§ EXCERPT TO READ
^^^^

This script benchmarks the core latency of the **ATOMiK architecture**, specifically separating system overhead (Python/OS) from the core logic (Hardware Target).

## How to Run

### 1. With Real Data
1.  Place a video file named `your_video.mp4` in the same directory as the script.
2.  Run the code cell below.
3.  The script will automatically detect the file and use it.

### 2. With Synthetic Data
1.  Ensure `your_video.mp4` is **not** present (or rename it).
2.  Run the code cell below.
3.  The script will automatically fall back to generating a synthetic moving diagonal line pattern to simulate delta compression.

## Output Breakdown
The script outputs a breakdown separating:
* **System Overhead:** I/O, Python loops (eliminated in hardware).
* **ATOMiK Core Logic:** The actual XOR math (the hardware performance target).

In [3]:
# ==============================================================================
#  ATOMiK: Externally Stateless Delta-Driven Architecture
#  Reference Implementation (Python)
#
#  Copyright (c) 2026 Matthew H. Rockwell. All Rights Reserved.
#  PATENT PENDING
#
#  NOTICE: This software is provided for evaluation and academic purposes only.

^^^^

§ INFORMATION PROVIDED
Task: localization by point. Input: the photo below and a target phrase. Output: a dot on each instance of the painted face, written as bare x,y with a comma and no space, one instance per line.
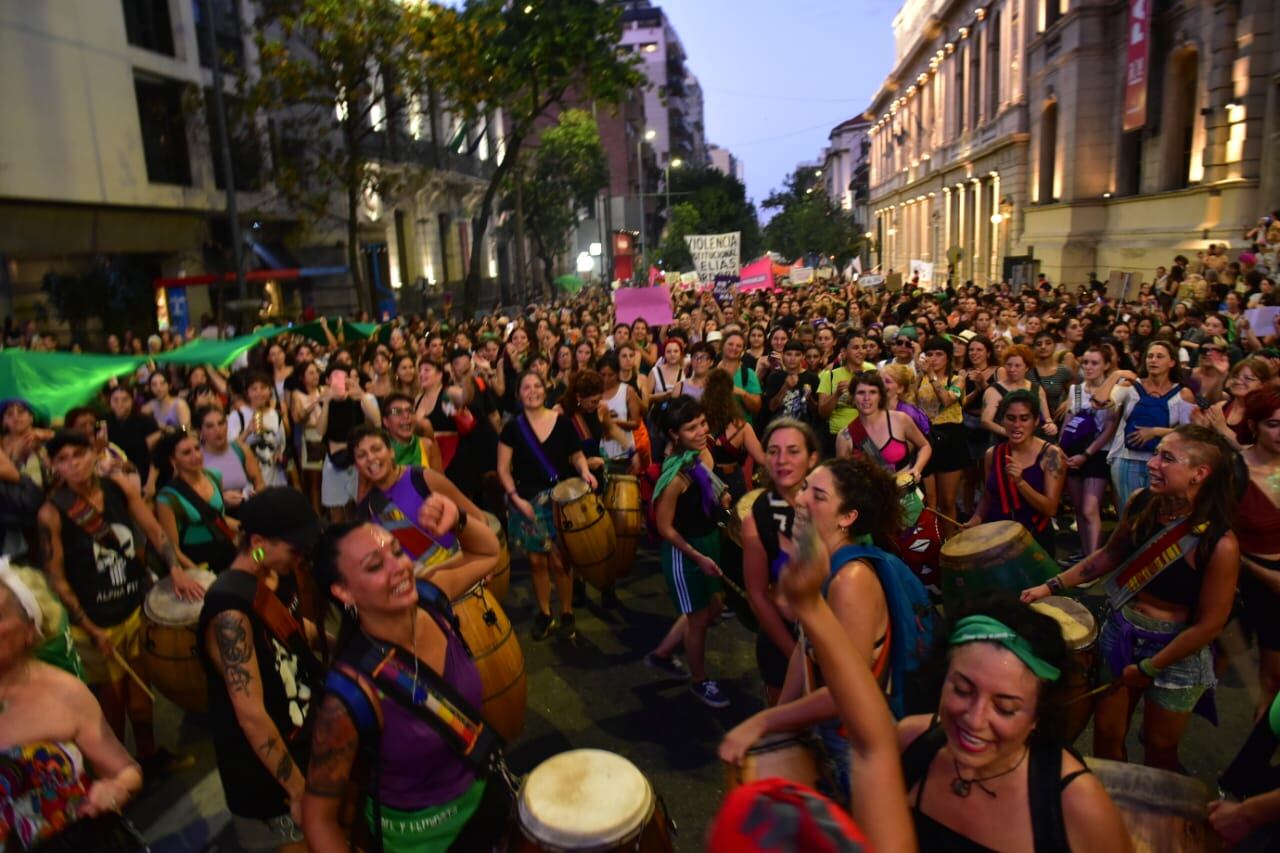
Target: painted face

^^^^

§ WHAT THE TASK REQUIRES
Reproduce the part of the ATOMiK benchmark text that begins at the words "## Output Breakdown" and stops after the words "academic purposes only.". The listing comes from a separate source.

§ EXERCISE RESPONSE
## Output Breakdown
The script outputs a breakdown separating:
* **System Overhead:** I/O, Python loops (eliminated in hardware).
* **ATOMiK Core Logic:** The actual XOR math (the hardware performance target).

In [3]:
# ==============================================================================
#  ATOMiK: Externally Stateless Delta-Driven Architecture
#  Reference Implementation (Python)
#
#  Copyright (c) 2026 Matthew H. Rockwell. All Rights Reserved.
#  PATENT PENDING
#
#  NOTICE: This software is provided for evaluation and academic purposes only.